= Exercise requirements =
Output nothing but the line containing "cloud in this photo." and the lines after it through the end of the material below, each reproduced exactly.
[[ Records for this exercise open ]]
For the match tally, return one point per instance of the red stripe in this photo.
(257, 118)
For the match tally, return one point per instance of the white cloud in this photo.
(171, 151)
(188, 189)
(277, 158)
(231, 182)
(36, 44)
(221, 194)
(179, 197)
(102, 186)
[[ Records for this exercise closed ]]
= Solved problem =
For the match tally, return one point per instance of the white cloud in this photo.
(171, 151)
(188, 189)
(277, 158)
(231, 182)
(36, 44)
(221, 194)
(179, 197)
(102, 186)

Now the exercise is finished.